(Collected data)
Segment Open
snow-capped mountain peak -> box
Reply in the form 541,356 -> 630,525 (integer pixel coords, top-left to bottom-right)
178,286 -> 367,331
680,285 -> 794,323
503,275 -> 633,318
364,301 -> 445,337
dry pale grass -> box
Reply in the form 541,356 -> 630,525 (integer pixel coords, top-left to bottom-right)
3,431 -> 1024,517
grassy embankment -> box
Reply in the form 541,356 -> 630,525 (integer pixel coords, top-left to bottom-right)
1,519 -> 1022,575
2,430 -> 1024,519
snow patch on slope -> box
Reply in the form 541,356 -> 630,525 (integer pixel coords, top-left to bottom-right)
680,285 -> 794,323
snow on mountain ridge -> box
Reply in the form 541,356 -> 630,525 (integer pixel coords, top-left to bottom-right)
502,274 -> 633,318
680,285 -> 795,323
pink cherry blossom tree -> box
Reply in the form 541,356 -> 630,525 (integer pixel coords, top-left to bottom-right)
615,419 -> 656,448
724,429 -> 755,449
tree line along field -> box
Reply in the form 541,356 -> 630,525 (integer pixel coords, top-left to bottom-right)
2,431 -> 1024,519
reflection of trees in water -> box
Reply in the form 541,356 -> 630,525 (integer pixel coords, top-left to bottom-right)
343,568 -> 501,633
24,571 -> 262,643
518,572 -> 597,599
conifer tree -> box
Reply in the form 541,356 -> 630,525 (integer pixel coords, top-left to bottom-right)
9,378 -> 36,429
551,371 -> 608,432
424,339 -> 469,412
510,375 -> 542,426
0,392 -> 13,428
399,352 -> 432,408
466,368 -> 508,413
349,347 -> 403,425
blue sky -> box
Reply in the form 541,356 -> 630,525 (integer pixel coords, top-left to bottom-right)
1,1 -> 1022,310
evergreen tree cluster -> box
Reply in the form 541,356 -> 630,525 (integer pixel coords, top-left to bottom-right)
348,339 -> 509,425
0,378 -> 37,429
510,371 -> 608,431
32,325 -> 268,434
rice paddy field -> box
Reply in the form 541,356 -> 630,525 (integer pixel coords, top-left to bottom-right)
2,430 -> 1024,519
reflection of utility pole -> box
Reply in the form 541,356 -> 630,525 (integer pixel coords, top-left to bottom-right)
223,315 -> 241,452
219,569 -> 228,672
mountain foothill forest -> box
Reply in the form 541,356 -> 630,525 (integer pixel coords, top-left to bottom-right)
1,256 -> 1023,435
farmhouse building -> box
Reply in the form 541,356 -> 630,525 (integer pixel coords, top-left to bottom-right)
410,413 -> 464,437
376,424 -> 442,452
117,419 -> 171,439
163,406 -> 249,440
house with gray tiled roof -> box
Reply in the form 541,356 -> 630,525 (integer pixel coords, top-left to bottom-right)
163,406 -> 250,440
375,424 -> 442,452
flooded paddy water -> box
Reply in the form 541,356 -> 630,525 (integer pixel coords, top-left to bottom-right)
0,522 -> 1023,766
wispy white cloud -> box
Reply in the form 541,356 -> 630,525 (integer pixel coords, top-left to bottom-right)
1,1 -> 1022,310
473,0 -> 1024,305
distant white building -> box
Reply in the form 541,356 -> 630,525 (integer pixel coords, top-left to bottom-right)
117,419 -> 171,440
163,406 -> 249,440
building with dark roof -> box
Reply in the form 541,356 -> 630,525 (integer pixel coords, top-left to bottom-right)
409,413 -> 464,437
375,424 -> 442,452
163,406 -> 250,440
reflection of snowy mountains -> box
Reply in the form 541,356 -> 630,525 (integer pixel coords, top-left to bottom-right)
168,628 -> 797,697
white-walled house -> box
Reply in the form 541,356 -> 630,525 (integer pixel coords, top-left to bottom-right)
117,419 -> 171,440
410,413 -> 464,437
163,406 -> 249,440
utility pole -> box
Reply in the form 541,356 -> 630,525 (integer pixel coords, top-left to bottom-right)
Segment Closed
Repeat each of the entries above precisely as given.

snow-capped mountain peak -> box
Reply in the form 541,356 -> 630,525 (integer pixel coords, top-left to bottom-right)
178,286 -> 367,331
680,285 -> 794,323
503,275 -> 633,318
364,301 -> 445,337
dry pale grass -> box
Reply in the form 541,356 -> 630,525 (integer pixel coords, top-left to bottom-right)
3,431 -> 1024,517
grassy embankment -> box
Reply in the form 541,356 -> 630,525 (integer pixel coords, top-left to bottom-right)
1,519 -> 1022,575
2,430 -> 1024,519
snow patch on slope -> box
Reply in the form 541,356 -> 630,525 (integer pixel coords, top-left to bottom-right)
680,285 -> 794,323
snow on mountain ridge -> box
Reply in the form 541,356 -> 630,525 (integer pixel coords, top-left to bottom-right)
502,274 -> 633,318
680,285 -> 795,323
pink cherry blossom tree -> box
Reply in the form 541,356 -> 630,525 (integer pixel coords, top-left to bottom-right)
615,419 -> 656,448
724,429 -> 755,449
tree line along field -> box
Reply in the form 541,356 -> 630,525 (integer pixel coords, top-left to bottom-right)
2,431 -> 1024,519
reflection of trees in water -> box
Reply in the form 541,356 -> 630,525 (integer pixel coords, top-left to bottom-right)
343,568 -> 501,633
24,571 -> 262,643
518,572 -> 597,599
conifer tree -> box
Reply in the form 541,356 -> 630,525 (integer pixel coords, top-left to bottom-right)
9,378 -> 36,429
551,371 -> 608,432
424,339 -> 469,412
510,375 -> 542,426
0,392 -> 13,428
399,352 -> 432,408
466,368 -> 508,413
349,347 -> 403,425
blue sky -> box
Reply in the form 541,356 -> 630,525 (integer pixel coords, top-left to bottom-right)
1,1 -> 1022,310
evergreen tree cluster -> box
Reply in the form 541,356 -> 630,525 (integer pixel coords, top-left to bottom-right)
348,339 -> 509,425
0,378 -> 37,429
510,371 -> 608,431
32,325 -> 268,434
rice paddy field -> box
Reply in the form 541,356 -> 630,525 (integer pixel coords, top-left to bottom-right)
2,430 -> 1024,519
reflection of utility pole -> box
Reply in the form 541,356 -> 630,525 (integer pixel coords, top-left to bottom-right)
223,315 -> 241,452
219,569 -> 228,672
mountain foothill forest -> box
Reply in the form 541,356 -> 630,525 (integer pixel coords, top-left to bottom-right)
1,256 -> 1023,435
farmhouse building -> box
Reply in the form 541,356 -> 630,525 (integer pixel coords, top-left to bottom-right)
410,413 -> 464,437
376,424 -> 442,452
117,419 -> 171,439
163,406 -> 249,440
house with gray tiled roof -> box
Reply in the form 541,356 -> 630,525 (integer pixel coords, top-left to bottom-right)
163,406 -> 250,440
375,424 -> 442,452
flooded paddy water -> box
Reply in the form 541,356 -> 630,525 (integer pixel coords, top-left to bottom-right)
0,522 -> 1023,766
wispy white cloud -> box
Reply in the form 541,356 -> 630,525 (integer pixel coords, top-left to bottom-right)
1,1 -> 1022,310
473,0 -> 1024,305
distant white building -> box
Reply in the form 541,356 -> 630,525 (integer pixel coords, top-left to bottom-right)
117,419 -> 171,440
163,406 -> 249,440
building with dark roof -> box
Reply in the form 541,356 -> 630,525 (integer pixel coords, top-left to bottom-right)
409,413 -> 464,437
375,424 -> 442,452
163,406 -> 250,440
reflection of snowy mountains -> box
Reply in the form 541,356 -> 630,525 (integer pixel coords, top-left to bottom-right)
168,628 -> 797,697
white-walled house -> box
Reply in the form 541,356 -> 630,525 (integer pixel coords, top-left to bottom-right)
117,419 -> 171,440
410,413 -> 464,437
163,406 -> 249,440
utility pole -> box
Reply in the form 541,356 -> 630,525 (integer pixel coords, top-left to bottom-right)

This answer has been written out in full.